EXCERPTED DATA:

"""

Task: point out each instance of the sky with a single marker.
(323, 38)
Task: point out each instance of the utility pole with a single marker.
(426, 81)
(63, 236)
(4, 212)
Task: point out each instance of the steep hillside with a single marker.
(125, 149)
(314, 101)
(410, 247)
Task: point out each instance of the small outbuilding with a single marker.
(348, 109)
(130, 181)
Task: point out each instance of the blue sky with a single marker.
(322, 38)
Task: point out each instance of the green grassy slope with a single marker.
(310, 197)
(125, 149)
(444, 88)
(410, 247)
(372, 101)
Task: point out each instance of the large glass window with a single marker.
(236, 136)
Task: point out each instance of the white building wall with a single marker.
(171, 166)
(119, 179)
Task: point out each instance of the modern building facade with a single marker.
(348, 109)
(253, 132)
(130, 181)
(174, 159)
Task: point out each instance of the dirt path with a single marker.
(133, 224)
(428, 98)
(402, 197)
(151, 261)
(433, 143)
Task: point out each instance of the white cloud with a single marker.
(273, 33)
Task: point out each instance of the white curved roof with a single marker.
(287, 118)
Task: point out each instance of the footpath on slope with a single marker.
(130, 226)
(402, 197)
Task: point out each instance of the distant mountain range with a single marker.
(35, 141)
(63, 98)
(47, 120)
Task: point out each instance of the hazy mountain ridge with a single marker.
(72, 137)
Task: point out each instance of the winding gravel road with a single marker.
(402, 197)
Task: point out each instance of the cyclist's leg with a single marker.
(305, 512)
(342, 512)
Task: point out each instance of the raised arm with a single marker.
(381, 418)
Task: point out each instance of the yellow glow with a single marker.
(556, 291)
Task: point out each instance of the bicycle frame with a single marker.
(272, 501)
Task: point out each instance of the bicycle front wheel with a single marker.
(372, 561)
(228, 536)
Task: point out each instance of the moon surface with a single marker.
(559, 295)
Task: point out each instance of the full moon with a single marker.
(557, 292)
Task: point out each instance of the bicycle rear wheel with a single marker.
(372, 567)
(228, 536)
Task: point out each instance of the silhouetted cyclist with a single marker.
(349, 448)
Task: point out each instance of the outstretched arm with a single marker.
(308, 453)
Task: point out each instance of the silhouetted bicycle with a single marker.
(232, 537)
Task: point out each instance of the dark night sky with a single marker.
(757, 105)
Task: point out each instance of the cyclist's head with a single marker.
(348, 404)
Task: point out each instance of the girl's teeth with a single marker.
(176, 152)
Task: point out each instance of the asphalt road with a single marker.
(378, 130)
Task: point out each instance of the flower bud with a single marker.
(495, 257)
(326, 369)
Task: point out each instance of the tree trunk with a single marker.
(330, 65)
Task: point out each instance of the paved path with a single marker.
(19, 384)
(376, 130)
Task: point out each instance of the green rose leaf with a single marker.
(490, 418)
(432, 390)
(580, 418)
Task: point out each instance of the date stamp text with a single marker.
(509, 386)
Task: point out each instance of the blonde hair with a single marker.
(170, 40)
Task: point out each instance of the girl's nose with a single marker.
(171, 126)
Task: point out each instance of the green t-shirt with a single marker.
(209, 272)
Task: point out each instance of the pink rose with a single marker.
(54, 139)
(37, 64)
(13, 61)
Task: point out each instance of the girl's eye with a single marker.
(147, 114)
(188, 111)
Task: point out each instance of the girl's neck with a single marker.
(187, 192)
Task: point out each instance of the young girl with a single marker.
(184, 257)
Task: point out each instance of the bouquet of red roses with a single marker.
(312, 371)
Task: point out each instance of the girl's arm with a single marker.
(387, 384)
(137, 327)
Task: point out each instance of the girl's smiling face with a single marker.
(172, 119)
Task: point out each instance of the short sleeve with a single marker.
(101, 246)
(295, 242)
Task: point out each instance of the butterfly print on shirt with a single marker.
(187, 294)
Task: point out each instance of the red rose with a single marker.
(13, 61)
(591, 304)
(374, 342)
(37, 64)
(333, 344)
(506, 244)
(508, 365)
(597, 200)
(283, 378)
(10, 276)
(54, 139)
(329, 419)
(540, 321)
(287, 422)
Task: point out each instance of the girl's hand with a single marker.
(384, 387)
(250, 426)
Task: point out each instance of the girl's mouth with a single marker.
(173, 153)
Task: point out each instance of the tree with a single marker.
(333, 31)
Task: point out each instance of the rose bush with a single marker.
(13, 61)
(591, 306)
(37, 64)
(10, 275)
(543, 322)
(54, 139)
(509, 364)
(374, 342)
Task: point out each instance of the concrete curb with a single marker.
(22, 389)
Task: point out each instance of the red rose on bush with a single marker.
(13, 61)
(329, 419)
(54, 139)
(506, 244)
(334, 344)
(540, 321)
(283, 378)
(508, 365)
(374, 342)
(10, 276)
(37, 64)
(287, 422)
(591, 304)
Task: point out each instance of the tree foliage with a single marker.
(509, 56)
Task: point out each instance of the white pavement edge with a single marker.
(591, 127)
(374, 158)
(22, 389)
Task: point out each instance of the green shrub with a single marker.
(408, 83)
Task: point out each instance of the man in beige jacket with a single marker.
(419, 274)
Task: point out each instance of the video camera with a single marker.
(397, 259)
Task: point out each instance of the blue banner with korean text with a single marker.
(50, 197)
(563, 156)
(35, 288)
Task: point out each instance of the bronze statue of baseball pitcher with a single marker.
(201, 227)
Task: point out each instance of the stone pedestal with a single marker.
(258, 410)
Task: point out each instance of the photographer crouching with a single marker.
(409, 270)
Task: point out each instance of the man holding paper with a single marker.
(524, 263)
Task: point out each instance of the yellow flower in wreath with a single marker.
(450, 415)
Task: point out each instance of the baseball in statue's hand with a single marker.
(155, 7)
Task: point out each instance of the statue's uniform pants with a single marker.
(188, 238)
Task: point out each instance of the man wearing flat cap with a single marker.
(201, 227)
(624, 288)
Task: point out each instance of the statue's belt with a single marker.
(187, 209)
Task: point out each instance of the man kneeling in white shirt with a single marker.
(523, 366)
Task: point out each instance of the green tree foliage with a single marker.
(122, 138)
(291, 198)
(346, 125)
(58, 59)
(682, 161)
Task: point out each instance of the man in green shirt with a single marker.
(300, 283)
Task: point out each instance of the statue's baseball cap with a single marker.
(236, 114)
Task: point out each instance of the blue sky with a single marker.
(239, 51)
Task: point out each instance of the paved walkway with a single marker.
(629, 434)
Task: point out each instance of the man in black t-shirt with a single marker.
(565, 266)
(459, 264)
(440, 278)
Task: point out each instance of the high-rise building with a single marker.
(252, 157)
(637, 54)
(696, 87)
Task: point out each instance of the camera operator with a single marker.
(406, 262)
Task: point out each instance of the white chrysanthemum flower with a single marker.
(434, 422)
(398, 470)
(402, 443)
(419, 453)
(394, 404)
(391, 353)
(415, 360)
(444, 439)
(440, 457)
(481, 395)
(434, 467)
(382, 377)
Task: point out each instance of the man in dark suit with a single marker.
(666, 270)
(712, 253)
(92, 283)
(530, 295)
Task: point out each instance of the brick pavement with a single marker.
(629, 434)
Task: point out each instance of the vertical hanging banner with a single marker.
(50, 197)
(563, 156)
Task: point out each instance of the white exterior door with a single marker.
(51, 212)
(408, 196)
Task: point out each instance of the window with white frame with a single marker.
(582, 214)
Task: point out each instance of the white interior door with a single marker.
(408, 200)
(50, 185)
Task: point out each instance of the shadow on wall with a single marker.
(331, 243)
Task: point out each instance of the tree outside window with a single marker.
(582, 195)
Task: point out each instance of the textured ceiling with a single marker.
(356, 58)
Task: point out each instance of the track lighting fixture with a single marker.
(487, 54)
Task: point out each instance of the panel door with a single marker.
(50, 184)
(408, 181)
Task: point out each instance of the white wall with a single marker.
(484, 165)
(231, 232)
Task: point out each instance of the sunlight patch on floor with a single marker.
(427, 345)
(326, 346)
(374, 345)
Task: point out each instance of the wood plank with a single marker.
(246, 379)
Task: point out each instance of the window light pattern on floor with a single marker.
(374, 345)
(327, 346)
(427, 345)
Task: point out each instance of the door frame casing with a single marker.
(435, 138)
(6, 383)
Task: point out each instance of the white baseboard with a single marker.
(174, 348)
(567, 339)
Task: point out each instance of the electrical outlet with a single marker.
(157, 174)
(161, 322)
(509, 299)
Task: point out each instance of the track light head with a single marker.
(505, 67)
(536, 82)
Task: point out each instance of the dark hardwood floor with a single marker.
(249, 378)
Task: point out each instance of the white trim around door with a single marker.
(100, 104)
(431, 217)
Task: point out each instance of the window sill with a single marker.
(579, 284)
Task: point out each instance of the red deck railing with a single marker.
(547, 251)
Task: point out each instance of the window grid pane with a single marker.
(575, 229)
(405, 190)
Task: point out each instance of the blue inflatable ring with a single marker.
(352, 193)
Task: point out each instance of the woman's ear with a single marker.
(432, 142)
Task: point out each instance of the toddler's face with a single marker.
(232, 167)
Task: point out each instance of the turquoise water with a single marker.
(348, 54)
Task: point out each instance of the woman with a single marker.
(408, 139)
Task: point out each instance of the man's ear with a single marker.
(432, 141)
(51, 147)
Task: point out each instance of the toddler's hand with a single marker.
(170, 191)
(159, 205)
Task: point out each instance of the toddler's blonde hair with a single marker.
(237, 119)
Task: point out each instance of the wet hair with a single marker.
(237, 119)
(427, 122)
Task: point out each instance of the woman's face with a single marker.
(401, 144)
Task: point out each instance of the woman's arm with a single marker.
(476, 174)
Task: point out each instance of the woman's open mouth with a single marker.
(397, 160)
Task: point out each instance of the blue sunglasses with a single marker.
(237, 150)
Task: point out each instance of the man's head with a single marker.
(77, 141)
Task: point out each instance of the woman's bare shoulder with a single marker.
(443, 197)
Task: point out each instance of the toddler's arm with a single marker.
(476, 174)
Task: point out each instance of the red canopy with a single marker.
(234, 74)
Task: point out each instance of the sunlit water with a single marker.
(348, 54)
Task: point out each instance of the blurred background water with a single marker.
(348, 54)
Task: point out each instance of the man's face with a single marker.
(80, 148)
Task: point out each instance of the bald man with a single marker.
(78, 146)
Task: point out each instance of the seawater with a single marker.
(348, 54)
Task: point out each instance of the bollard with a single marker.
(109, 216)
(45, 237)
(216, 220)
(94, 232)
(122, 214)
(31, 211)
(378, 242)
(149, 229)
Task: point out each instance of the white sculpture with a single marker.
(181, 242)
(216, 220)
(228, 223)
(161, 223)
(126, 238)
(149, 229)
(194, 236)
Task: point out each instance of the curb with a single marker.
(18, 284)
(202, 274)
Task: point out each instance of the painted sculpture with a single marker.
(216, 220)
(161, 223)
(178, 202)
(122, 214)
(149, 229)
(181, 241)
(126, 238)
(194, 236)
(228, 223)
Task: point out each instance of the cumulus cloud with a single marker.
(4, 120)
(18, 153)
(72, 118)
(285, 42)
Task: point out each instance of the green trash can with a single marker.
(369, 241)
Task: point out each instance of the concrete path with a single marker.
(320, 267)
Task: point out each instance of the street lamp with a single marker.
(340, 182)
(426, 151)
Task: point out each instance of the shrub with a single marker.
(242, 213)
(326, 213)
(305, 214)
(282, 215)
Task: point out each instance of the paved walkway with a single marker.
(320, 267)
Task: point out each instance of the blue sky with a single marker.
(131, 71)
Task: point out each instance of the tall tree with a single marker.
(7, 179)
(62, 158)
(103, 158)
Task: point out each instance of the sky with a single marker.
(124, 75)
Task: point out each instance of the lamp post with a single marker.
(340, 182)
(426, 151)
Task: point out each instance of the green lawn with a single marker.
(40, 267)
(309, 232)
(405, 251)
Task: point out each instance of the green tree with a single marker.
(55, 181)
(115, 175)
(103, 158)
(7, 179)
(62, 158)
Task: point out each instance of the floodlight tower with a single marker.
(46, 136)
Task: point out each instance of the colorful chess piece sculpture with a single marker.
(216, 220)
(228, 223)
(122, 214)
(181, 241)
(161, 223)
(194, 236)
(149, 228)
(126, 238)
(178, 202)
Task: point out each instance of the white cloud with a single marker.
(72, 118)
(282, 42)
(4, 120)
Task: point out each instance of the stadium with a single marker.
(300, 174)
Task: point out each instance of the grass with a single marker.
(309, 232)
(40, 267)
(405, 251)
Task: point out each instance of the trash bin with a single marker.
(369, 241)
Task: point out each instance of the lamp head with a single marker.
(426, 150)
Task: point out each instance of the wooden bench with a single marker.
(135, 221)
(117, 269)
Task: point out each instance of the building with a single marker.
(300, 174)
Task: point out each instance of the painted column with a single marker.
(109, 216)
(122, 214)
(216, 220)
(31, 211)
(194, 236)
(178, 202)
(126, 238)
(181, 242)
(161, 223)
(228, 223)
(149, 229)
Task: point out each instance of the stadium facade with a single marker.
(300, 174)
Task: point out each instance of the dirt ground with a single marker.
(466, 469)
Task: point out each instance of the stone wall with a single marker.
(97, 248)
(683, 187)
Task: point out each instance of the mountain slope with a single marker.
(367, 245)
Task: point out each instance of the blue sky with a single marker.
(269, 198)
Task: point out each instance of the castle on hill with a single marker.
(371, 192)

"""

PROBLEM DETAILS:
Print exactly the lines above, starting at the line that contains "Task: point out each instance of the trash" and ending with the last line of the records, both included.

TASK SOLUTION:
Task: point out each instance of the trash bin with a single marker.
(369, 241)
Task: point out each instance of the lamp head with a single marker.
(426, 150)
Task: point out each instance of the wooden bench with a single marker.
(135, 221)
(117, 269)
Task: point out each instance of the building with a single marker.
(300, 174)
Task: point out each instance of the painted column with a single marker.
(109, 216)
(122, 214)
(216, 220)
(31, 211)
(194, 236)
(178, 202)
(126, 238)
(181, 242)
(161, 223)
(228, 223)
(149, 229)
Task: point out each instance of the stadium facade with a single marker.
(300, 174)
Task: point out each instance of the dirt ground with a single marker.
(466, 469)
Task: point out each instance of the stone wall with a single marker.
(97, 248)
(683, 187)
Task: point out each instance of the mountain slope with a single marker.
(367, 245)
Task: point out each instance of the blue sky with a single marker.
(269, 198)
Task: point out each instance of the castle on hill with a single marker.
(371, 192)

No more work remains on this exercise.